--- Data in this exercise Enclosed Below ---
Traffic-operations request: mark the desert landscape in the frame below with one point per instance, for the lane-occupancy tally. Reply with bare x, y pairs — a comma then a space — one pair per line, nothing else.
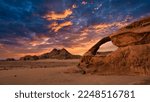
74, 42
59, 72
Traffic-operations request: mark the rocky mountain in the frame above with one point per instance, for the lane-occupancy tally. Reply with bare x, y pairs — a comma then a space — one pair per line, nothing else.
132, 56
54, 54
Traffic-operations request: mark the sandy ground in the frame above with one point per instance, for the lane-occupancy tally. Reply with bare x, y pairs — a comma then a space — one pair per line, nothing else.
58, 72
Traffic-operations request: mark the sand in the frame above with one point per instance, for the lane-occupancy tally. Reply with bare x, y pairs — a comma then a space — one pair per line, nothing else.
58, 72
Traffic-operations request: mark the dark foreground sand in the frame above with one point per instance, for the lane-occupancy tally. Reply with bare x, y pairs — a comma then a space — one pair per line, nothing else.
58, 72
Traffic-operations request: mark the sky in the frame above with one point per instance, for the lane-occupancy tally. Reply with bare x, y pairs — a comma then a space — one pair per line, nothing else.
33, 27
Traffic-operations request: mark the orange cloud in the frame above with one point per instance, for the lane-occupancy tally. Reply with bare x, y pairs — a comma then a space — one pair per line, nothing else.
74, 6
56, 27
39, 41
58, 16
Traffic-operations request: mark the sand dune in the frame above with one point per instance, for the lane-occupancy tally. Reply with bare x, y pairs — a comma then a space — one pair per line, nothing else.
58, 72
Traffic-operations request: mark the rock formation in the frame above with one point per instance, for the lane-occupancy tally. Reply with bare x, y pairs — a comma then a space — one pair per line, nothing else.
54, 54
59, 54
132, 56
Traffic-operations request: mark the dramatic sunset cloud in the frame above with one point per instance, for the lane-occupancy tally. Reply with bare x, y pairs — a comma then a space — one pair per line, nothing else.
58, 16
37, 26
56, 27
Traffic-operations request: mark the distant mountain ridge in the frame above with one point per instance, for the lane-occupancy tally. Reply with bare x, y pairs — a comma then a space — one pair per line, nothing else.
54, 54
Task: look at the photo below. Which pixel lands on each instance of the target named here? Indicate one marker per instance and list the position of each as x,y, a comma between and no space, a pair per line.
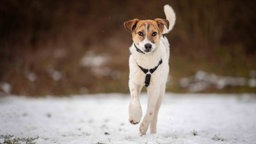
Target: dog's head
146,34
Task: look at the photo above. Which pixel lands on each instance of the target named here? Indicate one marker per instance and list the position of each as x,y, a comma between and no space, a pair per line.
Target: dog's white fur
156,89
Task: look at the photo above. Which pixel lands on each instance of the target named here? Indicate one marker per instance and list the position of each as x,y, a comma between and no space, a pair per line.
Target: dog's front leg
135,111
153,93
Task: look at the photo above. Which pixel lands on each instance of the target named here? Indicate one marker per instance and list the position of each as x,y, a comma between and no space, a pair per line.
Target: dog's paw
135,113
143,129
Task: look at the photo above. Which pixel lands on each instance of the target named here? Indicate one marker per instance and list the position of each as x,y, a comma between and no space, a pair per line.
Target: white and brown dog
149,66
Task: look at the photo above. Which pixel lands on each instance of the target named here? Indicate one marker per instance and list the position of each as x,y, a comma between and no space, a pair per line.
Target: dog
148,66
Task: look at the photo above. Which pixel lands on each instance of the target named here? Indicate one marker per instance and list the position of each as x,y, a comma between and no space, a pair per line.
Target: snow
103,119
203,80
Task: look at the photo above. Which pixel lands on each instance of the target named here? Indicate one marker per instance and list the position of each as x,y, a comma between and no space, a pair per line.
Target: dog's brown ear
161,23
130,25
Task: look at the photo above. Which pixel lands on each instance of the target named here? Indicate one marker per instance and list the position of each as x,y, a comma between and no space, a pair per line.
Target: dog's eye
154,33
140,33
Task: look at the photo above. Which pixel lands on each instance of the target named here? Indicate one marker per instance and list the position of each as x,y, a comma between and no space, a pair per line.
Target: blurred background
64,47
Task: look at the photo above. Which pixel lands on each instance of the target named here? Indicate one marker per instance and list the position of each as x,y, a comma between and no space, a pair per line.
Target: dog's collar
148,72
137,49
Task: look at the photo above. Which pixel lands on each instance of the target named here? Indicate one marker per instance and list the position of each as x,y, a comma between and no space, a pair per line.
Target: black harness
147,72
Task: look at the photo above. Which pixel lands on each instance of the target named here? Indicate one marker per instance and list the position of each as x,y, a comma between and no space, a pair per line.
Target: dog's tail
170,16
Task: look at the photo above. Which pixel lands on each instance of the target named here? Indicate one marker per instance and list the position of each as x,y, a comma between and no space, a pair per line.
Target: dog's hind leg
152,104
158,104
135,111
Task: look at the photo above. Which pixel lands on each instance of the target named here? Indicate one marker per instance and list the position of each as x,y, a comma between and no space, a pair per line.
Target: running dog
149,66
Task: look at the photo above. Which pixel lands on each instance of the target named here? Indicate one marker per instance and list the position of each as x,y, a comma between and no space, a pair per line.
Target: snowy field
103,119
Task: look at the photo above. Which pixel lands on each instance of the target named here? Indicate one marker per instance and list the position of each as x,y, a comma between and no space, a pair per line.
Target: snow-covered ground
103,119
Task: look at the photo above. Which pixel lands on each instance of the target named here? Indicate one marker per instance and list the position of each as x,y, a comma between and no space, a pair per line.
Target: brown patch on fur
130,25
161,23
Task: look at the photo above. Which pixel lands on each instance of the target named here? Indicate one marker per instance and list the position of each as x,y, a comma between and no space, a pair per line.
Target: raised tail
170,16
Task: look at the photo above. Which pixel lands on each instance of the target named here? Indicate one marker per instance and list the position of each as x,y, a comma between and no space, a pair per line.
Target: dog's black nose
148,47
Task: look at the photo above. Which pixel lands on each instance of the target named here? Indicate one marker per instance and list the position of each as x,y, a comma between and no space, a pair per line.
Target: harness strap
--- End of Enclosed Data in this exercise ---
● Task to complete
Exclude every image and return the material above exactly.

● Result
Traffic-operations request: mark the desert landscape in the frame below with one point per instance, for the lane-occupancy tally. Reply with bare x, y pairs — a comma then a space — one pair per line, nothing else.
74, 42
59, 72
Traffic-operations request: mark the rocky mountain in the frame above with one point per instance, for the lane-occupancy tally. Reply with bare x, y pairs — a comma then a space — one pair per line, nothing else.
132, 56
54, 54
Traffic-operations request: mark the sandy ground in the frame above with one point per instance, for the lane-occupancy tally. Reply with bare x, y pairs — a comma then a space — one pair per line, nothing else.
58, 72
Traffic-operations request: mark the sand in the frame above with one point per instance, for the lane-occupancy tally. Reply with bare x, y pairs — a comma then a space — one pair per line, nothing else.
58, 72
Traffic-operations request: mark the dark foreground sand in the frame above with one point per instance, for the lane-occupancy tally. Reply with bare x, y pairs — a comma then a space — one pair per line, nothing else.
58, 72
Traffic-operations request: mark the sky in the frame above with one point per instance, for the lane-occupancy tally. Reply with bare x, y pairs — a comma then a space — one pair per line, nothing else.
33, 27
Traffic-operations request: mark the orange cloud in the frame above with one point per instance, for the lane-occupancy tally. Reply with bare x, y pairs — a comma then a space — one pair per line, nothing else.
74, 6
56, 27
39, 41
58, 16
Traffic-operations request: mark the sand dune in the frame above with one point per instance, for the lane-occupancy tally. Reply with bare x, y pairs — a comma then a space — one pair per line, nothing else.
58, 72
Traffic-operations request: mark the rock formation in the frame above with one point per instance, for the lane-occupancy tally. Reply with bare x, y pairs — a comma then a space — one pair per line, nothing else.
54, 54
59, 54
132, 56
Traffic-operations request: mark the dramatic sunset cloud in the frame above with one point per instance, for the lane-occupancy tally. Reply with bare x, y pairs — a comma then a space — one pair per line, nothing else.
58, 16
37, 26
56, 27
Traffic-operations request: mark the distant mountain ridge in the frame above with one point per instance, for the lane-occupancy tally. Reply with bare x, y pairs — a comma then a space — one pair per line, nothing else.
54, 54
Task: look at the photo below. Which pixel lands on each instance of the target named here? Indicate one marker per instance and list the position of each as x,y, a comma between and no space, a pair per line.
Target: dog's head
146,34
Task: look at the photo above. Which pixel lands on each instance of the target named here? Indicate one marker per instance and list the position of each as x,y, a comma between and no space, a pair per line.
Target: dog's white fur
156,89
Task: look at the photo above. Which pixel lands on each instance of the target named here? Indicate one marker per instance and list the position of each as x,y, a comma between and no space, a pair per line.
Target: dog's front leg
135,111
153,93
Task: look at the photo above. Which pixel lands on each instance of the target named here? Indicate one marker per instance and list the position of each as x,y, a comma between and no space, a pair per line.
Target: dog's paw
135,113
143,129
Task: look at the photo above. Which pixel lands on each instance of the target named here? Indicate one marker per instance and list the position of each as x,y, a comma between and no space, a pair per line.
Target: white and brown dog
149,66
Task: look at the photo above. Which pixel lands on each instance of the target named here? Indicate one marker per instance and list the position of each as x,y, a comma between and no space, a pair per line.
Target: dog
148,66
Task: look at the photo above. Which pixel lands on each instance of the target named here? Indicate one marker per instance and list the position of each as x,y, a comma between and no space, a pair per line.
Target: snow
103,119
203,80
Task: look at the photo above. Which pixel lands on each instance of the target named here? Indicate one marker per instance and list the position of each as x,y, a comma between and no space, a pair per line.
Target: dog's brown ear
161,23
130,25
Task: look at the photo above. Which pixel lands on each instance of the target named here? Indicate one marker per instance and list the position of each as x,y, a comma between and no space, a pair per line.
Target: dog's eye
154,33
140,33
Task: look at the photo above. Which pixel lands on each instance of the target named here? Indicate one marker per instance and list the position of each as x,y, a comma between and no space, a pair per line.
Target: blurred background
64,47
Task: look at the photo above. Which pixel lands on each instance of the target named here? Indicate one marker per instance and list the position of each as x,y, a comma between and no space, a pair per line.
Target: dog's collar
148,72
137,49
Task: look at the photo above. Which pixel lands on each instance of the target named here? Indicate one marker per instance and list the position of each as x,y, a comma between and no space, a pair per line.
Target: black harness
147,72
Task: look at the photo above. Which pixel lands on each instance of the target named here? Indicate one marker per instance and list the position of each as x,y, a comma between and no space, a pair per line.
Target: dog's tail
170,16
Task: look at the photo above. Which pixel lands on each instance of the target named here? Indicate one marker per instance and list the position of each as x,y, a comma between and no space, a pair per line.
Target: dog's hind leg
152,104
158,104
135,111
Task: look at the photo above. Which pixel lands on each instance of the target named here? Indicate one marker per instance and list the position of each as x,y, a comma between and no space, a pair per line.
Target: running dog
149,66
Task: look at the photo above. Which pixel lands on each instance of the target named here? Indicate one marker per instance and list the position of each as x,y, a comma between and no space, a pair per line.
Target: snowy field
103,119
Task: look at the photo above. Which pixel lands on each instance of the target named here? Indicate one marker per instance and list the position of each as x,y, a comma between and no space, a pair per line.
Target: snow-covered ground
103,119
Task: look at the photo above. Which pixel lands on each instance of the target named here? Indicate one marker per instance and list the position of each as x,y, a comma between and no space, a pair per line.
Target: brown patch on fur
130,25
161,23
Task: look at the photo above. Which pixel lands on each instance of the target named here? Indicate one marker per instance and list the position of each as x,y, a comma between and no space, a pair per line.
Target: raised tail
170,16
Task: look at the photo above. Which pixel lands on each instance of the target named here? Indicate one marker per instance and list the position of each as x,y, a comma between and no space, a pair per line.
Target: dog's black nose
148,47
Task: look at the photo above. Which pixel lands on each instance of the target named here? Indicate one marker per instance and list the position of each as x,y, a comma between and no space, a pair per line.
Target: harness strap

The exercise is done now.